Records drawn from a dataset
+++++

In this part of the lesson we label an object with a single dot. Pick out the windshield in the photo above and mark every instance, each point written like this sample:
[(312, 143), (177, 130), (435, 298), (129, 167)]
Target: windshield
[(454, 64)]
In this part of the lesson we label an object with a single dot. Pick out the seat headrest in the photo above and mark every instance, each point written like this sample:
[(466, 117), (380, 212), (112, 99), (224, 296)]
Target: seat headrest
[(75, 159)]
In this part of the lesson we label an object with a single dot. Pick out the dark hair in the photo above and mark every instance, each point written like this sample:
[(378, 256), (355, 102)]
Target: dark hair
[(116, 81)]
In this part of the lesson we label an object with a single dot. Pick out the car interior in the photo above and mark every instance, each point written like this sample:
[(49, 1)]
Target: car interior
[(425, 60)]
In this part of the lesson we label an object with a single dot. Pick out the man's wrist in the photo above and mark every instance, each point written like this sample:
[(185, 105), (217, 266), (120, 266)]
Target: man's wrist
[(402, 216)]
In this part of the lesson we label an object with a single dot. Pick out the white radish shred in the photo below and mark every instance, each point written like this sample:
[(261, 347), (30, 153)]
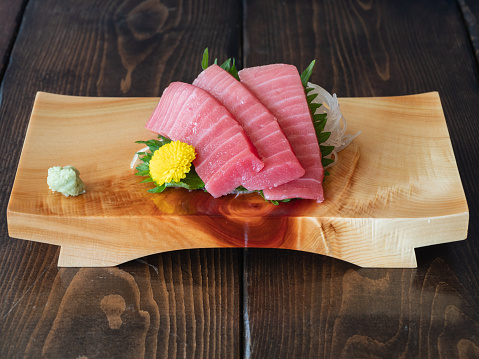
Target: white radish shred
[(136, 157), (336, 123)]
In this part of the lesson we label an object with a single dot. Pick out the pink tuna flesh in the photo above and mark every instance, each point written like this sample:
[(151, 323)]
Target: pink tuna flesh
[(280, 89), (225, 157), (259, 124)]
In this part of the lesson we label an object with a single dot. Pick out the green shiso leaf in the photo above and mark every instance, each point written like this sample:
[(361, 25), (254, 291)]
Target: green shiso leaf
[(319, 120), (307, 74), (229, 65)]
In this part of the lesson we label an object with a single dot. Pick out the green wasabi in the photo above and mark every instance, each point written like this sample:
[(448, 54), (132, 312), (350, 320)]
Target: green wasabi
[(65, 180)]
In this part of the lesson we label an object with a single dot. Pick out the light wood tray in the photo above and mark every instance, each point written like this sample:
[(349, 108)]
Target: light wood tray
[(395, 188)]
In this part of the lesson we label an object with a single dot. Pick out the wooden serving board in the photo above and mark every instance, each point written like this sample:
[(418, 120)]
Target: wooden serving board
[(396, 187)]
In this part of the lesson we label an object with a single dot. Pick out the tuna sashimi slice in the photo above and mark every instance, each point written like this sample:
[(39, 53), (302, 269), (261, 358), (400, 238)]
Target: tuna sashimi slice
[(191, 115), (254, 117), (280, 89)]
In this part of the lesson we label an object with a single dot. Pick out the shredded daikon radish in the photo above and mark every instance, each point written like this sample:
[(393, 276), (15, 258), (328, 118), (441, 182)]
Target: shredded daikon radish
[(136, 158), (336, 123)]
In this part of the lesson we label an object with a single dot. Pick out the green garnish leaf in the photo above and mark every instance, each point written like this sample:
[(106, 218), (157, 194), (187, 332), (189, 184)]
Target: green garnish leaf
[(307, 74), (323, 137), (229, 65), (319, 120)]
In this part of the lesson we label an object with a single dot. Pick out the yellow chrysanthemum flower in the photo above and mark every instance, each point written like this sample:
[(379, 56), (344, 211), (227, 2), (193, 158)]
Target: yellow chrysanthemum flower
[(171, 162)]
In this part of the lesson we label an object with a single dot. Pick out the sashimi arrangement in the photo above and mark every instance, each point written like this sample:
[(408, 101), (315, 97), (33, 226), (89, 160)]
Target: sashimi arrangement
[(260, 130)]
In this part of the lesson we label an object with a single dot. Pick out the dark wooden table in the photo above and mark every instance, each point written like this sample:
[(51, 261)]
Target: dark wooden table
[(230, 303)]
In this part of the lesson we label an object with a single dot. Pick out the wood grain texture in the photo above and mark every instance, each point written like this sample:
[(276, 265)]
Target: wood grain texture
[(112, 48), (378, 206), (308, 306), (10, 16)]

+++++

EXERCISE DESCRIPTION =
From the data above, reproduce word for word the lines running from the line with "the green garnish" to the line with "the wood grain", ends included.

SOLVED EXERCISE =
In this part of the lesson we label an object with a single dot. Pick out the green garnish leaf in the photo above and mark every instance, each point written like this sample:
[(106, 218), (157, 194), (187, 332), (189, 184)]
Target: green garnish leaf
[(307, 74), (323, 137), (229, 65), (319, 120)]
In this part of the lesson we label an object with a single dot. Pick out the yellow chrysanthemum flower in the photo above and mark every instance, each point written like this sample:
[(379, 56), (344, 211), (227, 2), (193, 158)]
Target: yellow chrysanthemum flower
[(171, 162)]
In this part of the lesson we label an object with a single dot. Pick out the sashimi arrangement in the photo above and mark every instance, each point written like this sample:
[(408, 101), (315, 97), (33, 226), (89, 160)]
Target: sashimi arrangement
[(260, 130)]
In this part of the lesson we label an object with a single dot. Pick out the dark wooden table in the photo above and mark every instance, each point written like this sample:
[(51, 261)]
Target: dark wooden table
[(230, 303)]
In this part of the lesson we label an object with a single dot. Pick out the wood grain texture in the photo above and mark every instance, each point written like this sample:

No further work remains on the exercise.